■ **Short task 1**:
Copy the passage on Boyle and Hobbes word for word, starting at "The new approaches" and ending at "what they said.".
■ **Short task 2**:
In the passage on Boyle and Hobbes, what is called the real hero of the story?
■ **Short task 3**:
Pick up the passage on Boyle and Hobbes after its final sentence and carry it further.

■ **Text section**:
Focusing on the debates between Boyle and his archcritic Thomas Hobbes over the air-pump, the authors proposed that “solutions to the problem of knowledge are solutions to the problem of social order.” Both Boyle and Hobbes were looking for ways of establishing knowledge that did not decay into ad hominem attacks and political division. Boyle proposed the experiment as cure. He argued that facts should be manufactured by machines like the air-pump so that gentlemen could witness the experiments and produce knowledge that everyone agreed on. Hobbes, by contrast, looked for natural law and viewed experiments as the artificial, unreliable products of an exclusive guild.
The new approaches taken in Leviathan and the Air-Pump have been enormously influential on historical studies of science. Shapin and Schaffer found a moment of scientific revolution and showed how key scientific givens–facts, interpretations, experiment, truth–were fundamental to a new political order. Shapin and Schaffer were also innovative in their ethnographic approach. Attempting to understand the work habits, rituals, and social structures of a remote, unfamiliar group, they argued that politics were tied up in what scientists did, rather than what they said.
And, as Bruno Latour in his book We Have Never Been Modern writes:
Far from “situating Boyle’s scientific works in their social context” or showing how politics “presses in upon” scientific doctrines, they [Shapin and Schaffer] examine how Boyle and Hobbes fought to invent a science, a context, and a demarcation between the two. They are not prepared to explain the content by the context, since neither existed in this new way before Boyle and Hobbes reached their respective goals and settled their differences.
The beauty of Shapin and Schaffer’s book stems from their success in unearthing Hobbes’s scientific works – which had been neglected by political scientists, because they were embarassed by the wild mathematical imaginings of their hero – and in rescuing from oblivion Boyle’s poilitical theories – which had been neglected by historians of science because they preferred to conceal their hero’s organizational efforts. Instead of setting up an asymmetry, instead of distributing science to Boyle and political theory to Hobbes, Shapin and Schaffer outline a rather nice quadrant: Boyle has a science and a political theory; Hobbes has a political theory and a science. The quadrant would be uninteresting if the ideas of our two heroes were too far apart… But by good fortune, they agree on almost everything. They want a king, a Parliament, a docile and unified Church, and they are fervent subscribers to mechanistic philosophy. But even though both are thoroughgoing rationalists, their opionions diverge as to what can be expected from experimentation, from scientific reasoning, from political argument – and above all from the air pump, the real hero of the story.

■ **Supplied information**:
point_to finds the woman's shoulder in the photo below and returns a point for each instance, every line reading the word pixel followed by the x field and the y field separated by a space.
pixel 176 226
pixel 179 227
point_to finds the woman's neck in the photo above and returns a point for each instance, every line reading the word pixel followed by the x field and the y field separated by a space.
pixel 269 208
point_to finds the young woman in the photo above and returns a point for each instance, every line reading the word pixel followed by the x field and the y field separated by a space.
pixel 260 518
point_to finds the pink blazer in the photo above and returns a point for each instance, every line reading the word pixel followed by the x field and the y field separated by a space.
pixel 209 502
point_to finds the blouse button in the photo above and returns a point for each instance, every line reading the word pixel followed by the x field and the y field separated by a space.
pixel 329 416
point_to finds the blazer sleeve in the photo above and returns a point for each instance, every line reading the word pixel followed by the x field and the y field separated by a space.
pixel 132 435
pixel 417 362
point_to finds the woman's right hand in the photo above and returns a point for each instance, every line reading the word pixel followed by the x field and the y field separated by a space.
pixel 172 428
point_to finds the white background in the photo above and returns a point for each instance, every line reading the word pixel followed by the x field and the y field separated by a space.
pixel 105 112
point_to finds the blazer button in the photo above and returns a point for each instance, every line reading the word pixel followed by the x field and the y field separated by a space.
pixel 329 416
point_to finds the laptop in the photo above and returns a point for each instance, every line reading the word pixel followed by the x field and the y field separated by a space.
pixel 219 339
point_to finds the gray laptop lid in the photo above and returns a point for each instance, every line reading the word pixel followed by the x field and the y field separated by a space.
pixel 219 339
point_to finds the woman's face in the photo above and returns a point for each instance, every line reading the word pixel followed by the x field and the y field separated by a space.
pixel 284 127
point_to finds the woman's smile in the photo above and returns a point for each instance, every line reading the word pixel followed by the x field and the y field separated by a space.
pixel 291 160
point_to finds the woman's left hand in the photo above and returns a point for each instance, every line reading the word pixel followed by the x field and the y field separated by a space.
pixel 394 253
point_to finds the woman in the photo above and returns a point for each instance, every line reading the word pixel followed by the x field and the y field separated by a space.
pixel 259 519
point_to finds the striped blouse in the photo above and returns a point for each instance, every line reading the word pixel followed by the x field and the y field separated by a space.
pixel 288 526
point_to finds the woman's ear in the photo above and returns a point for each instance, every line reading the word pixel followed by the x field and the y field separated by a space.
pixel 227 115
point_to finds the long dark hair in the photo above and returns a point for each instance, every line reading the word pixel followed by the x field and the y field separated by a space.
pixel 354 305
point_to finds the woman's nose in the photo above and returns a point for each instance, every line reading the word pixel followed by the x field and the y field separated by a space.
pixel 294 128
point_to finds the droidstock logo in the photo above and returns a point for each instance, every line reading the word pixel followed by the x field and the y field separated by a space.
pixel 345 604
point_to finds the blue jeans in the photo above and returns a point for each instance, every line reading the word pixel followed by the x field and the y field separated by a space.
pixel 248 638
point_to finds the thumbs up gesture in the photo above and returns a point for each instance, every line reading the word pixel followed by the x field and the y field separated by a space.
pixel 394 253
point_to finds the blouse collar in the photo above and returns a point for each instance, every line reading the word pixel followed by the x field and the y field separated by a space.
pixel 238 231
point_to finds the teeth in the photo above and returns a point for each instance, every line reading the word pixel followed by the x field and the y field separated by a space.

■ **Result 1**:
The new approaches taken in Leviathan and the Air-Pump have been enormously influential on historical studies of science. Shapin and Schaffer found a moment of scientific revolution and showed how key scientific givens–facts, interpretations, experiment, truth–were fundamental to a new political order. Shapin and Schaffer were also innovative in their ethnographic approach. Attempting to understand the work habits, rituals, and social structures of a remote, unfamiliar group, they argued that politics were tied up in what scientists did, rather than what they said.

■ **Result 2**:
The air pump.

■ **Result 3**:
[...]
Boyle carefully refrained from talking about vacuum pumps. To put some order into the debates that followed the discovery of the Toricellian space at the top of a mercury tube inverted in a basin of the same substance, he claimed to be investigating only the weight of the air without taking sides in the dispute between plenists and vacuists. The apparatus he developed… that would permanently evacuate the air from a transparent glass container was, for the period – in terms of cost, complication and novelty – the equivalent of a major piece of equipment in contemporary physics. This was already Big Science….
While a dozen civil wars were raging, Boyle chose a method of argument – that of opinion – that was held in contempt by the oldest scholastic tradition. Boyle and his colleagues abandoned the certainties of apodictic reasoning in favour of a doxa. This doxa was not the raving imagination of the credulous masses, but a new mechanism for winning the support of one’s peers. Instead of seeking to ground his work in logic, mathematics or rhetoric, Boyle relied on a parajuridical metaphor: credible, trustworthy, well-to-do witnesses gathered at the scene of the action can attest to the existence of a fact, the matter of fact, even if they do not know its true nature. So he invented the empirical style that we still use today.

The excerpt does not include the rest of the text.